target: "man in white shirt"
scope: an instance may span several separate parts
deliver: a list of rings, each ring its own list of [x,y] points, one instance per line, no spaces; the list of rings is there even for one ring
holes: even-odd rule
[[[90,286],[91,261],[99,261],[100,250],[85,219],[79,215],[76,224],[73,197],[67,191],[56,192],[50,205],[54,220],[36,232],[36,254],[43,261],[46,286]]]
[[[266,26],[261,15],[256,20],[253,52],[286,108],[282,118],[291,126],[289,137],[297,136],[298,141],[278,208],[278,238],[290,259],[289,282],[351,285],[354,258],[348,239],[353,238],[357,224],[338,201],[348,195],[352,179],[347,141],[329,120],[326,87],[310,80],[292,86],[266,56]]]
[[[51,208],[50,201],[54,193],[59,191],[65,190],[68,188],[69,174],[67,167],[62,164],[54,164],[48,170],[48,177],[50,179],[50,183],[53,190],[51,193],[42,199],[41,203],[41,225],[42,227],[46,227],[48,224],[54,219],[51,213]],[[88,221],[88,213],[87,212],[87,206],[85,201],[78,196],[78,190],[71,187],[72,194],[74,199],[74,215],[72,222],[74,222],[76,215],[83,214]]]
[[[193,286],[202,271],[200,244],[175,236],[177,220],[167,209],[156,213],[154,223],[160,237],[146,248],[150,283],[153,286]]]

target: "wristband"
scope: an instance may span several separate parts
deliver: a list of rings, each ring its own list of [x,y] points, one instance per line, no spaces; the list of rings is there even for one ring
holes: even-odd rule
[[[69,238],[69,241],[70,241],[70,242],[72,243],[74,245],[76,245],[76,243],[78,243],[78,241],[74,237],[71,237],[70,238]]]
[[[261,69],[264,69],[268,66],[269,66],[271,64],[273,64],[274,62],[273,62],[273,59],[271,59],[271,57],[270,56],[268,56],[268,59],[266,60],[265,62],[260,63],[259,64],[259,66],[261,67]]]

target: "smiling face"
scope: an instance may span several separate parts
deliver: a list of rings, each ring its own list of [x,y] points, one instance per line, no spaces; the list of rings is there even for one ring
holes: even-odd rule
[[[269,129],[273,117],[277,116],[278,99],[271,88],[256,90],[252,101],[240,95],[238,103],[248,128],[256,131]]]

PROBLEM STATEMENT:
Repeat each record in full; every line must match exactly.

WRITTEN RESPONSE:
target: "man in white shirt"
scope: an instance may span several separate parts
deliver: a list of rings, each ring its own list of [x,y] points, one instance per line, no spaces; the list of rings is there even for one ring
holes: even-odd rule
[[[90,286],[91,261],[99,261],[100,250],[85,219],[79,215],[76,224],[73,197],[67,191],[56,192],[50,205],[54,220],[36,232],[36,254],[43,261],[46,286]]]
[[[266,26],[261,15],[256,20],[253,52],[286,108],[282,118],[291,126],[289,137],[297,136],[298,141],[278,208],[278,238],[290,259],[289,282],[351,285],[354,258],[348,239],[353,238],[357,224],[338,201],[348,195],[352,179],[347,141],[329,120],[326,87],[310,80],[292,86],[266,56]]]
[[[51,208],[50,201],[54,193],[59,191],[65,190],[68,188],[69,174],[67,167],[62,164],[54,164],[48,170],[48,177],[50,179],[50,183],[53,190],[51,193],[42,199],[41,203],[41,225],[42,227],[46,227],[48,224],[54,219],[51,213]],[[88,221],[88,213],[87,212],[87,206],[85,201],[78,196],[78,190],[71,187],[72,194],[74,199],[74,215],[72,222],[74,222],[76,215],[83,214]]]
[[[193,286],[202,271],[200,244],[175,236],[177,220],[167,209],[156,213],[154,223],[160,237],[146,248],[150,283],[153,286]]]

target: "wristband"
scope: an instance may span several separate parts
deliver: a list of rings, each ring its own list of [x,y] points, one instance per line, no spaces; the list of rings is there even for one ring
holes: even-odd rule
[[[69,238],[69,241],[70,241],[70,242],[72,243],[74,245],[76,245],[76,243],[78,243],[78,241],[74,237],[71,237],[70,238]]]
[[[261,69],[264,69],[268,66],[269,66],[271,64],[273,64],[274,62],[273,62],[273,59],[271,59],[271,57],[270,56],[268,56],[268,59],[266,60],[265,62],[260,63],[259,64],[259,66],[261,67]]]

target: "smiling face"
scope: an instance may span several separate parts
deliver: a list of rings, each ring its own list of [x,y] points, one instance per line, no spaces; the list of rings is there even for one ring
holes: even-odd rule
[[[269,129],[273,117],[277,116],[278,99],[271,88],[256,90],[252,101],[240,95],[238,103],[248,128],[256,131]]]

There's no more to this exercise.